2. Diagnostic analytics: Effectively an extension of descriptive analytics, this body of analytics delves into the "Why what happened, happened" part of the equation, and hence includes studies toward understanding the structured data set that was formed by descriptive analytics. Everything related to understanding a certain outcome or incident (for example, a spike or slump in sales or conversions, a spike in CPC/CPA, or user attrition) on the website or otherwise can therefore be brought under the umbrella of diagnostic analytics. As this is an extension of descriptive analytics, most marketers today are dabbling with bits and pieces of this, using the mish-mash of tools and platforms that make up their analytics organisations.

3. Predictive analytics: This is the body of analytics that remains largely untouched by the marketers of our age, and the body that deals with the "What will happen" part of the equation. This discipline of advanced analytics deals with not only understanding what happened, but also uses tools to derive an understanding of the potential outcomes on a dependent variable, given an array of independent variables. When the body of descriptive analytics data reaches a certain critical mass ('big data', if you must) where anticipatory studies are possible, then we pass over into the domain of predictive analytics. Thus, predictive analytics can be used to both validate a hypothesis and generate a hypothesis. For example, an ideal candidate for predictive analytics would be: Will demographic factors such as age, income, gender or life stage have a bearing on the type of travel being planned?

4. Prescriptive analytics: If predictive analytics is just the tip of the iceberg, then prescriptive analytics is the iceberg (or glacier) itself. This body of analytics deals with the optimisation question or the "What will happen when, why and how" question—thus pushing the outer perimeters of analytics into the hardly known territory. When the "What will happen" question has been answered by predictive analytics, then it is time to look at "What is the ideal response that an enterprise should make, given the set of outcomes and/or dependent variable reactions that have been predicted using historical independent variable data?” This is the area of deciphering unstructured and often tough-to-predict arrays of multiple independent variables on possible outcomes and taking business decisions that are best suited for the situation.

The importance of marketing analytics

A relatively recent Adobe Asia-Pacific digital marketing maturity study found that most Asia-Pacific marketers surveyed had a great mindset about marketing performance and measurement, but when it came to organisational alignment and skill sets, the scores looked very sorry indeed. The study also reported that Asia-Pacific marketers surveyed are still looking at plain-Jane myopic short-term metrics such as customer acquisition costs and campaign ROI, as opposed to forward-looking metrics such as return on advertising spends, cross-media value and impact, customer lifetime value, online versus offline revenue, and so on.
··········
> **What to produce**
Quote the analytics text verbatim, starting at "4. Prescriptive analytics: If" and ending at "for the situation.".

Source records
··········
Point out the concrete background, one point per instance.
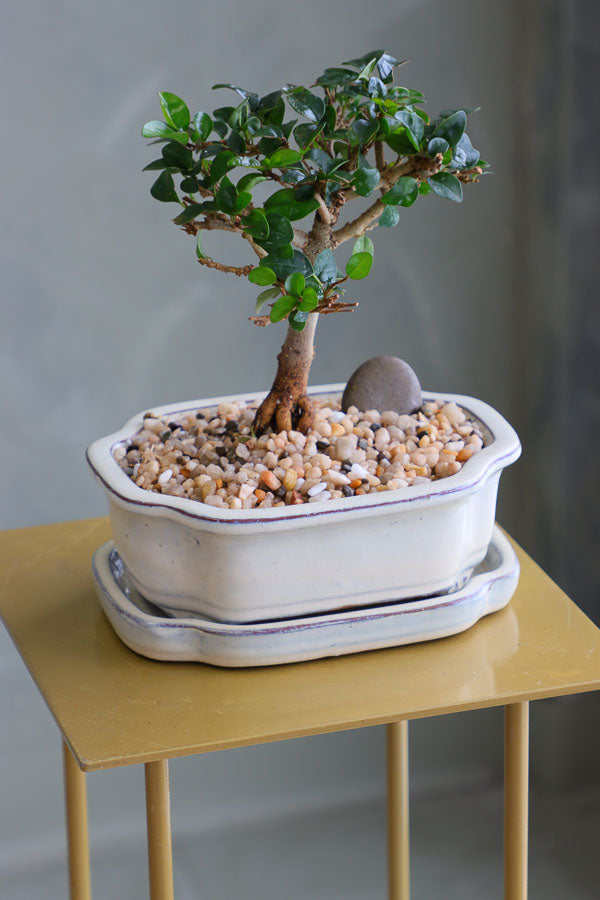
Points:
(105, 312)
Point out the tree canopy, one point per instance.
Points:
(352, 134)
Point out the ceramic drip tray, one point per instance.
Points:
(151, 632)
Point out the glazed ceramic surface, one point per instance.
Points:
(251, 565)
(147, 630)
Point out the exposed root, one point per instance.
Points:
(306, 416)
(282, 412)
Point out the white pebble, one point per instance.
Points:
(358, 471)
(323, 495)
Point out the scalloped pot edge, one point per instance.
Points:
(250, 565)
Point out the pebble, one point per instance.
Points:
(383, 383)
(213, 456)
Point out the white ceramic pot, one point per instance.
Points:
(252, 565)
··········
> **Exercise solution**
4. Prescriptive analytics: If predictive analytics is just the tip of the iceberg, then prescriptive analytics is the iceberg (or glacier) itself. This body of analytics deals with the optimisation question or the "What will happen when, why and how" question—thus pushing the outer perimeters of analytics into the hardly known territory. When the "What will happen" question has been answered by predictive analytics, then it is time to look at "What is the ideal response that an enterprise should make, given the set of outcomes and/or dependent variable reactions that have been predicted using historical independent variable data?” This is the area of deciphering unstructured and often tough-to-predict arrays of multiple independent variables on possible outcomes and taking business decisions that are best suited for the situation.